- [TASK GOAL]: In two sentences, summarize the safety review on skin burns from topical pain relievers shown below.

╭─ EXTRACTED TEXT

Summary Safety Review - Over-the-Counter Topical Pain Relievers Containing Menthol, Methyl Salicylate or Capsaicin - Assessing the Risk of Serious Skin Burns

February 13, 2017

Product

Over-the-counter topical pain relievers containing menthol, methyl salicylate or capsaicin

Potential Safety Issue

Risk of serious skin burns

Key Messages

  • Over-the-counter (OTC) topical pain relievers are authorized for sale in Canada to relieve pain in muscles or joints, when applied on the skin.
  • Health Canada first carried out a safety review in 2013 to assess the risk of rare but serious skin burns with the use of OTC topical pain relievers containing menthol, methyl salicylate or capsaicin. Its conclusion and action was to request additional safety information from certain manufacturers of select OTC topical pain relievers containing these ingredients. This review is a follow-up assessment on the safety issue and includes new data provided by the manufacturers.
  • Health Canada's current review of the available information has established a link between the use of topical pain relievers containing menthol and the risk of rare but serious skin burns; however, there was not enough information to draw the same conclusions for the products containing methyl salicylate or capsaicin alone. Health Canada is updating the labelling standard for OTC topical pain relievers containing menthol alone or in combination, to inform about this risk.

Overview

In 2013, Health Canada carried out a safety review on the risk of rare but serious skin burns associated with the use of topical pain relievers containing menthol, methyl salicylate or capsaicin. Health Canada requested additional safety information from certain manufacturers of these products. This follow-up safety review assessed the information that was provided by these manufacturers, as well as additional information that Health Canada has gathered on this safety issue.

╰─
╭─ INFORMATION SUPPLIED

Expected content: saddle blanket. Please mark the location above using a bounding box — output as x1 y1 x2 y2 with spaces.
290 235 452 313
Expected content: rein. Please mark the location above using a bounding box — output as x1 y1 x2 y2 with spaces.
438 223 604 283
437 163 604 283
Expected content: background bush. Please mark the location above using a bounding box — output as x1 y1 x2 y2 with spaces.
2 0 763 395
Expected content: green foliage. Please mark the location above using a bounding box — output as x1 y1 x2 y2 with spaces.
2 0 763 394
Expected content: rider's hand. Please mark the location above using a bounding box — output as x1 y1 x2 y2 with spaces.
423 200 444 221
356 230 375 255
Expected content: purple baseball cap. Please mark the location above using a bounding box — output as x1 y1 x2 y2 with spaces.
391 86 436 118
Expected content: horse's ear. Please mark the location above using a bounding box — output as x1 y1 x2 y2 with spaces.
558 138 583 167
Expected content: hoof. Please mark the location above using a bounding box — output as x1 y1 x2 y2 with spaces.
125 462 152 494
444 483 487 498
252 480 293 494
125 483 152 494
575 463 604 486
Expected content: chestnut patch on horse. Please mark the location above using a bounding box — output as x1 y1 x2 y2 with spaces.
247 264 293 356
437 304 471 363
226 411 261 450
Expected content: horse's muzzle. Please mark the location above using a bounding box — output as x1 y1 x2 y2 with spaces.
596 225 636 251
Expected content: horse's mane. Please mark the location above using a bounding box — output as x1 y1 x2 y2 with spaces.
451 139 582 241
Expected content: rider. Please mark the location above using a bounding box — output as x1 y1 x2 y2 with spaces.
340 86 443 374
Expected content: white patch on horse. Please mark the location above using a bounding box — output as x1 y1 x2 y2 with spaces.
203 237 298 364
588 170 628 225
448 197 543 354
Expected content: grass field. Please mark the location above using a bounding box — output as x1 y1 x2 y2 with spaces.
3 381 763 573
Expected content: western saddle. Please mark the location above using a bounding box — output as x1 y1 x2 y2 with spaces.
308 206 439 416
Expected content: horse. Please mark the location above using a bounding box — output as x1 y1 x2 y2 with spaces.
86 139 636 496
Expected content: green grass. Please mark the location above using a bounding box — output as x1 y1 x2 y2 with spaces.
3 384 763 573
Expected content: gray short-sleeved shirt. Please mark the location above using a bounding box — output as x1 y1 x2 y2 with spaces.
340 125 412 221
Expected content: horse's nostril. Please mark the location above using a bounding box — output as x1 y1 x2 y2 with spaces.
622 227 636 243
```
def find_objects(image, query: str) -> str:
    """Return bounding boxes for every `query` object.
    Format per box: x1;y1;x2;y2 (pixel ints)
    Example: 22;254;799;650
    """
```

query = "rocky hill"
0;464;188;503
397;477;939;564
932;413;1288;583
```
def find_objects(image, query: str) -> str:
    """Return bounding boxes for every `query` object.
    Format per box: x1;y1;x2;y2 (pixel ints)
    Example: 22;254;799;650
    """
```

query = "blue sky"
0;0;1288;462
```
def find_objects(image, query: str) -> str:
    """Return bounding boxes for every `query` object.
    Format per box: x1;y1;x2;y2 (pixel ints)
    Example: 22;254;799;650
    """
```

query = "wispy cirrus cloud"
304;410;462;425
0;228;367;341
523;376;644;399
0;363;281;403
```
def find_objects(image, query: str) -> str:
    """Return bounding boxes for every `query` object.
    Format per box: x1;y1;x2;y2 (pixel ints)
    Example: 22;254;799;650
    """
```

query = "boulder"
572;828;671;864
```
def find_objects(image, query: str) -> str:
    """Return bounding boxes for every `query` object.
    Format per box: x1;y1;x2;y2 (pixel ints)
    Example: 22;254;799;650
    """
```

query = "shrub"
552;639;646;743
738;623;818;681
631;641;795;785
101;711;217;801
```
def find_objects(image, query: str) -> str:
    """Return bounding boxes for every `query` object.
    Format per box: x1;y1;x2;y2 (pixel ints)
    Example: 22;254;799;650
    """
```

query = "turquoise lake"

╰─

- [SOLUTION]: In a follow-up to its 2013 safety review, Health Canada assessed new data from manufacturers and other information on the risk of rare but serious skin burns from over-the-counter topical pain relievers containing menthol, methyl salicylate or capsaicin. It found a link between menthol-containing products and these burns, but not enough information to draw the same conclusion for products with methyl salicylate or capsaicin alone, and it is updating the labeling standard for products with menthol alone or in combination to inform about this risk.